Exercise materials:
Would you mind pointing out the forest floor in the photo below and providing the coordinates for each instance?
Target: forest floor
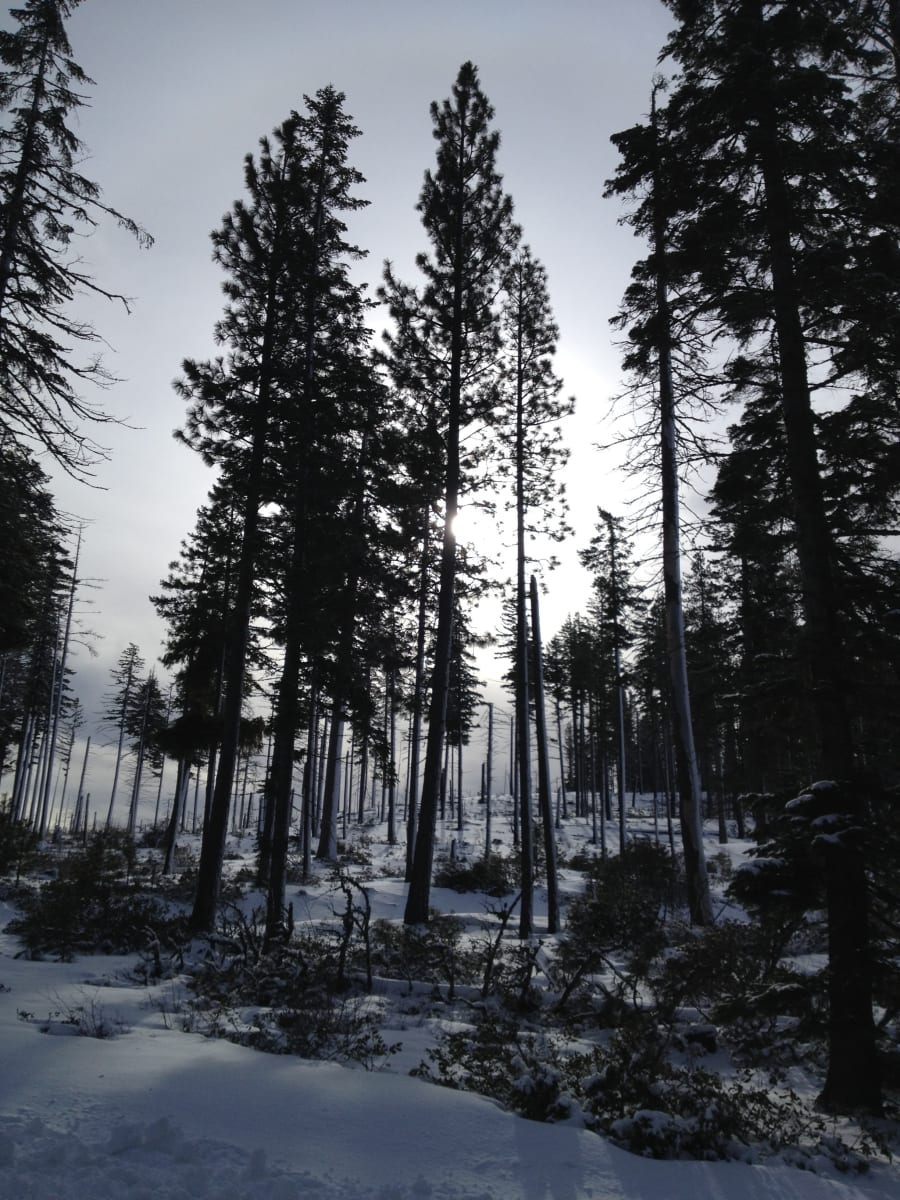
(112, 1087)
* * *
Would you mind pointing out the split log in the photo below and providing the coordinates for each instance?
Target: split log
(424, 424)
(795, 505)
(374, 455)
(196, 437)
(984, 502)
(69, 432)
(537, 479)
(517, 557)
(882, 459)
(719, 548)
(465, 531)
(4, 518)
==
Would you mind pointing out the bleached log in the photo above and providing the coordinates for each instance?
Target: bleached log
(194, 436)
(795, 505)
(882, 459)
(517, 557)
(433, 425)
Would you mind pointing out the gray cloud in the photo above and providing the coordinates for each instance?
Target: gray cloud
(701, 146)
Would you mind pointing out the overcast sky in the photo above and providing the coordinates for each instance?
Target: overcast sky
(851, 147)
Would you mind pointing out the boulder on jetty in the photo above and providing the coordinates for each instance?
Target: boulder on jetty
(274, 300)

What you need to do: Wherever the word "below" appears in the listing, copy the line that holds it.

Output:
Would you mind pointing out the forest floor in the photo below and providing the coordinates for each instance?
Would you mind pointing out the split log in the photo below and providing the coordinates for each instance?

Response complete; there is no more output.